Exercise goal →
Drop every picture and give the entries back exactly.

=-=-=

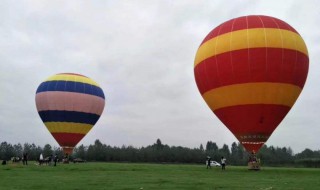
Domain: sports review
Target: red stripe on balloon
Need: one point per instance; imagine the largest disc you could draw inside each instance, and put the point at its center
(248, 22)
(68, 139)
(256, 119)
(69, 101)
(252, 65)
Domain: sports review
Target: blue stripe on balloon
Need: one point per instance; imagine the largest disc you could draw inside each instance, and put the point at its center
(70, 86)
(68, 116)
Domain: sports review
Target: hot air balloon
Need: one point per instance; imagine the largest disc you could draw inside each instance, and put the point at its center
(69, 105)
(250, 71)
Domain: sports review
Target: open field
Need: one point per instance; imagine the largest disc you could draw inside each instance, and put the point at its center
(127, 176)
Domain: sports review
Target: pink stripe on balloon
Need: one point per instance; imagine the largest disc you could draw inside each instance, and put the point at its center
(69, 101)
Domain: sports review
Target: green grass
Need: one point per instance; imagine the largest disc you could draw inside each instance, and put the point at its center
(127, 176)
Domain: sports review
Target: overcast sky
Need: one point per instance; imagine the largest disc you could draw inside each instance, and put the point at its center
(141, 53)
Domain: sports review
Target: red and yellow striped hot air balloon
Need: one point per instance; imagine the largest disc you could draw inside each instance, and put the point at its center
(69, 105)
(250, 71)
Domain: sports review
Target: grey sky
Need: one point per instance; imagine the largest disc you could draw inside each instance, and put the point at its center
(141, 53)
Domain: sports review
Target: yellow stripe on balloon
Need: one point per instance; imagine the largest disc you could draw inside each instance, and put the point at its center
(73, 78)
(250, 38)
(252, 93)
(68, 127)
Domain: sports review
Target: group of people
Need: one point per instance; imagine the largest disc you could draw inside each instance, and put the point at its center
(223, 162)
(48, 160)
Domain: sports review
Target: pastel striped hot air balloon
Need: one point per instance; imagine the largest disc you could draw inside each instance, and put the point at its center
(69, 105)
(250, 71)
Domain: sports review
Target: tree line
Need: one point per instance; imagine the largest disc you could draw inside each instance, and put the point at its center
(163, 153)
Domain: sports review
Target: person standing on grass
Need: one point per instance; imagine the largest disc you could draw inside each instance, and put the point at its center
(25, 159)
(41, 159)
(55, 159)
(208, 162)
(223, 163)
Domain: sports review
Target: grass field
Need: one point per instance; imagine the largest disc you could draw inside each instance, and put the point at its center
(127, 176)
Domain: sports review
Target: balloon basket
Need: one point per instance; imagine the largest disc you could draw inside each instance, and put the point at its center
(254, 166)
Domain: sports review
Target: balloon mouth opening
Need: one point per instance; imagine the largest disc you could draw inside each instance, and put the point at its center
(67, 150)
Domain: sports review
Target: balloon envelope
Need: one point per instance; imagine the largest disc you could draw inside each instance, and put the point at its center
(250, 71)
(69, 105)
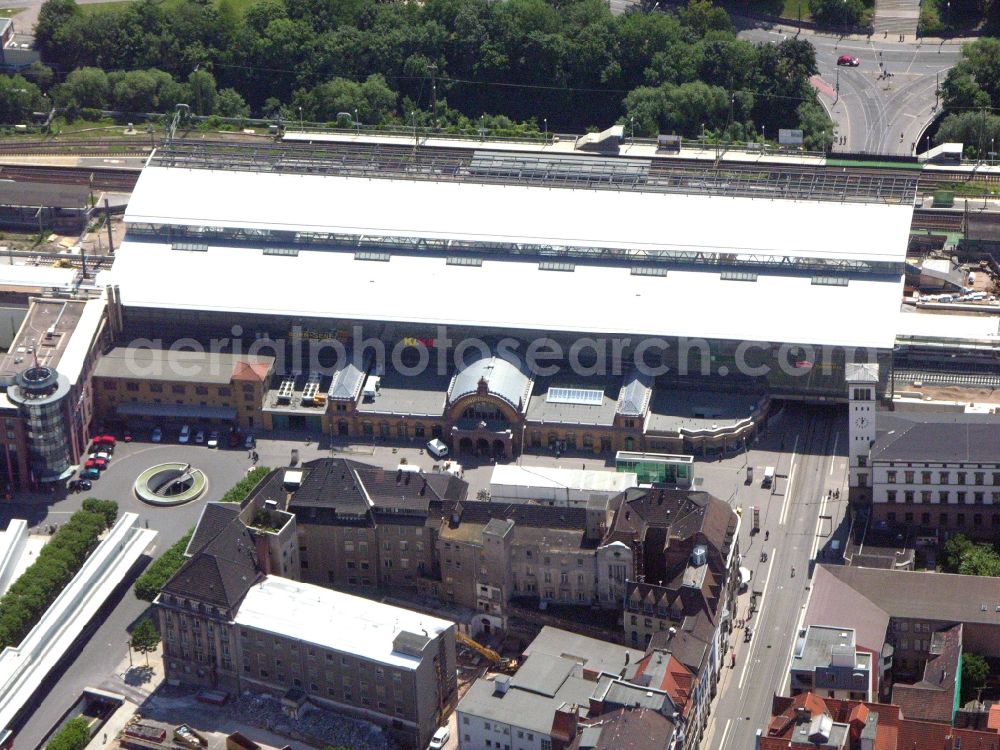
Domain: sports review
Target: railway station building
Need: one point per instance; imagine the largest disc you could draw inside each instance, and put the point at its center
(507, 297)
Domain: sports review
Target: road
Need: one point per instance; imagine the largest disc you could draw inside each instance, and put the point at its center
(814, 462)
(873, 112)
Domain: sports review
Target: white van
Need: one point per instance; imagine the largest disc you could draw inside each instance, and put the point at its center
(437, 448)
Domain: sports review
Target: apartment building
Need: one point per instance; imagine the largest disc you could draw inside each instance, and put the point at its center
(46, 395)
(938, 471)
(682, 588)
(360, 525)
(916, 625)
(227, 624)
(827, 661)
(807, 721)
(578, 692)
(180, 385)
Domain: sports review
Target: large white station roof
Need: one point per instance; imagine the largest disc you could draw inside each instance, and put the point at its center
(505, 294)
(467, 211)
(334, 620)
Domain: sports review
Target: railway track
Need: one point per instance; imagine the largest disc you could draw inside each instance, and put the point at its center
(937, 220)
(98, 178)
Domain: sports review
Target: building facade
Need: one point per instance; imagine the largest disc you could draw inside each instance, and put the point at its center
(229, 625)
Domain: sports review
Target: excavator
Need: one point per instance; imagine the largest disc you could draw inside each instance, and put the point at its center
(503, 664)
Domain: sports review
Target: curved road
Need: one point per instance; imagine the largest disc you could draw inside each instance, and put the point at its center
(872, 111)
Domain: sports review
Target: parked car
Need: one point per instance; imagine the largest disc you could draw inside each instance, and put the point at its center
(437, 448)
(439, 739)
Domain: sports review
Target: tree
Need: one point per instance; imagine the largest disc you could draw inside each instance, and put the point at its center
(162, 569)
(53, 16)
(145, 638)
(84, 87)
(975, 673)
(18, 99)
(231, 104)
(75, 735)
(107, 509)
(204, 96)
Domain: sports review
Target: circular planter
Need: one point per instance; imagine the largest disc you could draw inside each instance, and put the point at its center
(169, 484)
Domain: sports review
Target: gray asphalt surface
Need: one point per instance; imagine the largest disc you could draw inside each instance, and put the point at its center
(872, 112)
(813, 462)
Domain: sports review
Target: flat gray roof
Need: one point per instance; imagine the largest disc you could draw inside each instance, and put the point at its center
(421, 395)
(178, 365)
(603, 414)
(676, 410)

=-=-=

Output for this exercise →
Domain: sports review
Target: red stripe on balloon
Need: one point per instance; imagine the largest disc you could draw inside each instance, and put the point at its center
(248, 22)
(68, 139)
(256, 119)
(69, 101)
(252, 65)
Domain: sports review
Target: blue stripe on balloon
Need: one point per instance; imagine the largest disc you could draw inside each instance, and put the point at its center
(70, 86)
(68, 116)
Domain: sports review
Target: hot air balloon
Need: one point per instance; imagine the largest disc you could draw inside each instance, and put the point at its center
(69, 105)
(250, 71)
Domain: sports review
Target: open field
Need: one point per instance; imagine the largest disc you could draw inside each instance, and put the point at its center
(127, 176)
Domain: sports review
Target: pink stripe on balloon
Need: one point per instance; imagine the largest disc you could draw inside each instance, and put the point at its center
(69, 101)
Domain: sports review
Target: green grass
Need: one point per instance; imagine the largest disc you could draw inside each instance, and put the point at its center
(127, 176)
Domain: sports review
Target: overcast sky
Need: one point per instance; imagine the largest disc you could draw inside each instance, and put the point at its center
(141, 53)
Domain: sports review
Target: red and yellow striped hot air balloon
Need: one point per instance; imagine the largest disc you could draw inside each instance, and put the point at its center
(69, 105)
(250, 71)
Domain: sports review
Target: grey sky
Need: one point per instance; imagine the largest disc you could draw inside each instance, and put the point at its center
(141, 53)
Domain: sports review
Target: yellow stripe on balloon
Need: one point per instance; imagine the largest disc you could draw inside each instance, and put the point at its center
(73, 78)
(250, 38)
(252, 93)
(68, 127)
Domain: sports review
Target: group of people
Need: one point per instance; imagine the largest disc you could draw inside each instance, and put the point at its center
(223, 162)
(48, 160)
Domain: sports review
Target: pastel striped hot air balloon
Need: one point per instance; imagine the largest disc you could draw inside each instance, and put the point at its center
(69, 105)
(250, 71)
Domain: sports review
Target: tree line
Need: one point per instance; imagine the largest disc you could draw inside each instance, and put the point at its center
(163, 153)
Domain: sports review
Target: person standing on grass
Need: one point per instance; imagine the largest disc you could draw inside each instance, and put the point at its center
(25, 159)
(41, 159)
(55, 159)
(208, 162)
(223, 163)
Domain: sports review
Target: grass field
Need: one point per instance; imagine the largest disc you could draw inside each instance, and put the point at its center
(127, 176)
Domain: sports review
Target: balloon basket
Need: one point per instance; imagine the largest disc you could draw inside each instance, and put the point at its center
(254, 166)
Domain: sports review
Target: balloon mouth opening
Need: one point per instance; imagine the largest disc you could draw inside each instance, and put the point at its center
(67, 150)
Domain: sports review
Target: balloon envelope
Need: one point per instance; imagine the largest disc you could draw inside each instance, and put the point at its center
(250, 71)
(69, 105)
Domain: sports review
Target: railway station building
Need: one point per instance; imagine the largest disc you could draw inside each instance, and put the point at its center
(507, 297)
Domain: sports review
Target: road
Need: one point per instance; imagine the largest disc you could draw inside each instance, and put the point at its center
(814, 462)
(873, 112)
Domain: sports review
Target: white van
Need: one point per instance; imagine the largest disc you could draw inside each instance, and put the point at its center
(437, 448)
Domain: sports review
Target: apartment building
Need: one point per instance; imagine the largest disc you could draw inside each instance, and put the point at its center
(46, 395)
(938, 471)
(682, 588)
(360, 525)
(916, 625)
(227, 624)
(827, 661)
(807, 721)
(578, 692)
(180, 385)
Domain: sports review
Target: large white station roof
Need: one point per instance; imagine the largest disc you could draw inside each instance, and put the point at its center
(505, 294)
(467, 211)
(334, 620)
Domain: sports review
Target: railway track
Need: one point per instance; imagine the largest disc you could draw inside each instance, and put the point at its center
(937, 220)
(98, 178)
Domain: sports review
Target: building facade
Need: one point per instance; imagine the largest disc you could draw inside each instance, and put the point at its center
(229, 625)
Domain: sports review
Target: excavator
Need: one point per instance; imagine the largest disc you could draw inside each instance, and put the point at its center
(503, 664)
Domain: sports review
Target: curved road
Need: one point per instance; imagine the largest disc you could draw inside each instance, and put the point at its center
(872, 111)
Domain: sports review
Target: parked car
Need: one point per instance; imagine the largest disc you could draw inside each instance, and put the point at its center
(437, 448)
(439, 739)
Domain: sports review
Target: tree
Need: one point per instance; imagine the largest disc you could draw inside each instance, and put the point at its center
(162, 569)
(53, 16)
(145, 638)
(84, 87)
(975, 673)
(18, 99)
(231, 104)
(75, 735)
(107, 509)
(204, 96)
Domain: sports review
Target: circular planter
Need: one point per instance; imagine the largest disc you could draw inside each instance, and put the point at its center
(169, 484)
Domain: sports review
Target: gray asphalt surface
Need: one point per instance; imagine the largest disc you could draw inside each instance, and put the point at its center
(872, 112)
(813, 462)
Domain: sports review
Target: flat gray roof
Need: one point per instance; imagine the largest disc you could draw inside each instance, and put the point at its center
(421, 395)
(178, 365)
(603, 414)
(676, 410)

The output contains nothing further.